BEGIN MATERIAL FOR THIS TASK

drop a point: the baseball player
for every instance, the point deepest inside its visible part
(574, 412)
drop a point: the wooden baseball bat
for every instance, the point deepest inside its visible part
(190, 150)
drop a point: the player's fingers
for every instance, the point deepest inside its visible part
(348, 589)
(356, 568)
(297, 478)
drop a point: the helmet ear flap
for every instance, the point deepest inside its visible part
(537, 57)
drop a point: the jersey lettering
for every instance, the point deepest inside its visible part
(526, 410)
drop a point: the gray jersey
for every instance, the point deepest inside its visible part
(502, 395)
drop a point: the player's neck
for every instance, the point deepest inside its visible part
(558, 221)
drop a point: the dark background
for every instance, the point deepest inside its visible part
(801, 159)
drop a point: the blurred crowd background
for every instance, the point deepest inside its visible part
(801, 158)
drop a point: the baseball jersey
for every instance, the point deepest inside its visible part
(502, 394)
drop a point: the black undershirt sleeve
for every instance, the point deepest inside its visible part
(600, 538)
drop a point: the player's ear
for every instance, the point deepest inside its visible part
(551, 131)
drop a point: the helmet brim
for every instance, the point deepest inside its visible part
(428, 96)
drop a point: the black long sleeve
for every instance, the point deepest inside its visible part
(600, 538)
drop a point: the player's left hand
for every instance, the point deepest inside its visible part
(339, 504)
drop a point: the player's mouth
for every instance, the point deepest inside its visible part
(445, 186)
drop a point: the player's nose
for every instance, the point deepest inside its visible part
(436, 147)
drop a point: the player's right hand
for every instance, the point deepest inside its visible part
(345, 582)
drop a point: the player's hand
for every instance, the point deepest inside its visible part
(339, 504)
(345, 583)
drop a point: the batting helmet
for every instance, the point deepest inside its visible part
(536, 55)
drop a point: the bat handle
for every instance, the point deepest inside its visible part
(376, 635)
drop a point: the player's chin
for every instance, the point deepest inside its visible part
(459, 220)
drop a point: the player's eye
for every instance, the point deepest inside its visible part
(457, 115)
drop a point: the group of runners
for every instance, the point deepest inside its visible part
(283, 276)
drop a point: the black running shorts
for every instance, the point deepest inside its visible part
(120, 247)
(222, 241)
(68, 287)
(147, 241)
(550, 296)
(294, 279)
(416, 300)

END MATERIAL FOR THIS TASK

ASSIGNED TASK: Quote every line of the records above, from the first down to the one holding "drop a point: the player's chin", exactly as written.

RESULT OF THE TASK:
drop a point: the baseball player
for every instance, the point deepest inside its visible part
(574, 412)
drop a point: the wooden baseball bat
for every instance, the point deepest inside its visible part
(190, 150)
drop a point: the player's fingers
for every instance, the point deepest inside its visible part
(348, 589)
(356, 568)
(297, 478)
drop a point: the helmet ear flap
for every instance, the point deepest inside its visible part
(537, 57)
drop a point: the jersey lettering
for every instance, the point deepest inside its visible part
(526, 410)
drop a point: the gray jersey
for every instance, the point deepest inside its visible part
(502, 395)
drop a point: the player's neck
for every instance, the point deepest inside its visible part
(558, 221)
drop a point: the dark background
for every instance, the point deepest inside its visible part
(801, 159)
drop a point: the blurred crowd background
for every instance, the point deepest inside its visible part
(801, 158)
drop a point: the baseball jersey
for every instance, the point deepest inside its visible part
(502, 394)
drop a point: the black undershirt sleeve
for every instance, the point deepest inside its visible part
(600, 538)
drop a point: the player's ear
for every instance, the point deepest inside its visible part
(551, 131)
drop a point: the helmet brim
for every instance, the point deepest inside its visible part
(428, 96)
drop a point: the black long sleeve
for every instance, the point deepest inside its visible part
(600, 538)
drop a point: the player's left hand
for every instance, the point deepest inside its visible part
(339, 504)
drop a point: the player's mouth
for every instance, the point deepest inside its visible part
(445, 186)
drop a point: the player's nose
for every instance, the point deepest inside its visible part
(436, 147)
drop a point: the player's right hand
for every instance, the point deepest inside its visible part
(345, 582)
drop a point: the player's hand
for every instance, the point deepest inside its visible part
(339, 504)
(345, 583)
drop a point: the batting helmet
for every instance, the point deepest inside its visible part
(536, 55)
drop a point: the bat handle
for every instance, the point deepest inside its visible part
(376, 635)
drop a point: the player's chin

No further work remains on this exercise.